▶ _WHAT THE TASK ASKS_
Pick out every line in the items below that contains the word "white", and copy each of those lines.

--- Start of EXTRACTED ENTRIES ---

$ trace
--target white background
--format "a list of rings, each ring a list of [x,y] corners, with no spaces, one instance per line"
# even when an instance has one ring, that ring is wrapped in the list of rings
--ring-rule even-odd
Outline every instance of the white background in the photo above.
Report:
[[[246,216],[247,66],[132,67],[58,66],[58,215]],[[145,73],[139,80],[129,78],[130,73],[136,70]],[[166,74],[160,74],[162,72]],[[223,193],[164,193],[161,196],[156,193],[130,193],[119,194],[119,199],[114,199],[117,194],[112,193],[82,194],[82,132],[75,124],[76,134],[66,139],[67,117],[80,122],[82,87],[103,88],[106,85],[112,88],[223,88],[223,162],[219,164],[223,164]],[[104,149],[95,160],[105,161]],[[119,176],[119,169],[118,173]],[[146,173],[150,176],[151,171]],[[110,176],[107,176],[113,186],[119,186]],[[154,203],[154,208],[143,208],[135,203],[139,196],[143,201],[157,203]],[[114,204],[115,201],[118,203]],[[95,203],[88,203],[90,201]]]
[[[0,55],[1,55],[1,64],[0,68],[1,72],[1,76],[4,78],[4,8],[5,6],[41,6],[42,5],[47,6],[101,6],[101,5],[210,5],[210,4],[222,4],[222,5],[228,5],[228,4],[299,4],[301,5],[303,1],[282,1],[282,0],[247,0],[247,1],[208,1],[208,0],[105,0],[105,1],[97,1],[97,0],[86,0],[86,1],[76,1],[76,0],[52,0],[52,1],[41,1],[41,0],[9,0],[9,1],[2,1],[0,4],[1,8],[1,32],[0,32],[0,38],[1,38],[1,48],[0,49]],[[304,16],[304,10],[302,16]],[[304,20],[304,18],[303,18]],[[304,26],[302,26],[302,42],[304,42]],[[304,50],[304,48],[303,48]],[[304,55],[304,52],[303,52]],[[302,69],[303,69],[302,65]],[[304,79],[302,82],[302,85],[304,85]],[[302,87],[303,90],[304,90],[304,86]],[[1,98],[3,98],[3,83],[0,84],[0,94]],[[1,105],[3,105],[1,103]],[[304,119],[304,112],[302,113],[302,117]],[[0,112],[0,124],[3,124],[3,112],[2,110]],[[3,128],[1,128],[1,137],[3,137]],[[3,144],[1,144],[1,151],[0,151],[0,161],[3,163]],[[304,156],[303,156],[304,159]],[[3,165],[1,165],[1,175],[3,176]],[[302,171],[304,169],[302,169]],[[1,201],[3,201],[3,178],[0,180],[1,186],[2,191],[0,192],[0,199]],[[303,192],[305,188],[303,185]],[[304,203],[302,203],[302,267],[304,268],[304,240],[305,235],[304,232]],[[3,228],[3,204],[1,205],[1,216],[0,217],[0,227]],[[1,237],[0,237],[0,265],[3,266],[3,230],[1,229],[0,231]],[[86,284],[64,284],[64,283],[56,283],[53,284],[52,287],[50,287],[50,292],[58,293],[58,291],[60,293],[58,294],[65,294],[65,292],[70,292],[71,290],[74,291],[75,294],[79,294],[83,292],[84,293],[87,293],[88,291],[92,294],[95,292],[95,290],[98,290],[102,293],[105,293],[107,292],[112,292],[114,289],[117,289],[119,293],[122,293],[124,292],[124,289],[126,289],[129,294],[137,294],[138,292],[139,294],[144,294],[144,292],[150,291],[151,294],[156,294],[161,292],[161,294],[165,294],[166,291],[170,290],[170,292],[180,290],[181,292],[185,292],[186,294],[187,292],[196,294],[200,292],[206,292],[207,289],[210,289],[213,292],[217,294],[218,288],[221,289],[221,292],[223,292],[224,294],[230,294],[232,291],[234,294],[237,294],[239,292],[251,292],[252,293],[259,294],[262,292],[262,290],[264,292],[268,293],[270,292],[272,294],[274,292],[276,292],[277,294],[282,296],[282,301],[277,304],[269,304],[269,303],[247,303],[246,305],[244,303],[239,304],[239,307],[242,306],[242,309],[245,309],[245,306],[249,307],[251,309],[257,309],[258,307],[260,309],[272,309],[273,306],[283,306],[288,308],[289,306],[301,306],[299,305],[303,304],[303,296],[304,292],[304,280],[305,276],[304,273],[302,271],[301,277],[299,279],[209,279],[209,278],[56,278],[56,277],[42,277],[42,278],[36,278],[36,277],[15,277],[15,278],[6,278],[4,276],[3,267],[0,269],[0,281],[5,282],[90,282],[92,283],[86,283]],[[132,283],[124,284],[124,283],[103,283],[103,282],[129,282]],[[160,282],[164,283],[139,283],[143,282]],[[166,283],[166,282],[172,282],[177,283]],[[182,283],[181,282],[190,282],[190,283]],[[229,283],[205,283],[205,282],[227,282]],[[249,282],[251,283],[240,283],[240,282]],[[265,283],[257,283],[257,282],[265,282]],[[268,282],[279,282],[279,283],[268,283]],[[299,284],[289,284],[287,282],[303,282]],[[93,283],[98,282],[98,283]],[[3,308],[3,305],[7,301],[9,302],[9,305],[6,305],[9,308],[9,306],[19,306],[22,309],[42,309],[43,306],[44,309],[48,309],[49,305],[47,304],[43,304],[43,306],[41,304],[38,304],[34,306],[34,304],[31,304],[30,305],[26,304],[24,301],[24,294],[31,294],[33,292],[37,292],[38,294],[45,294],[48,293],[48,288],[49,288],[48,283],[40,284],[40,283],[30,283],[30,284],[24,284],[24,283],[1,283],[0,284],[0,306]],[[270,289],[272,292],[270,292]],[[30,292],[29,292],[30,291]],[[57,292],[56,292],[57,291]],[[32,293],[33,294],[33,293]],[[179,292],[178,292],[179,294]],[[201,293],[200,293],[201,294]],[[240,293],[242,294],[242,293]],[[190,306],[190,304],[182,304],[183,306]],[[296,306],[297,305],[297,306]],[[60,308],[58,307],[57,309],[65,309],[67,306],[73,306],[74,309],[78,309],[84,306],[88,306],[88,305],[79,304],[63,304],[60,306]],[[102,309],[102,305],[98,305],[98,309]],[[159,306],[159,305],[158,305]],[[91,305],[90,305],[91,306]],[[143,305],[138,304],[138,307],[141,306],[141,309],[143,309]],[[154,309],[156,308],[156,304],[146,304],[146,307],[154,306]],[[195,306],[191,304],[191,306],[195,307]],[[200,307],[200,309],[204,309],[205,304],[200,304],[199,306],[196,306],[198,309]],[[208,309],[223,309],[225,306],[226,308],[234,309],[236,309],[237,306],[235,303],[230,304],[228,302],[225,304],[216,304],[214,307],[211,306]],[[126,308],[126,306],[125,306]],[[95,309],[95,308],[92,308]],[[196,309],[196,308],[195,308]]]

--- End of EXTRACTED ENTRIES ---

▶ _ANSWER TO THE TASK_
--target white background
Outline every instance of the white background in the photo above.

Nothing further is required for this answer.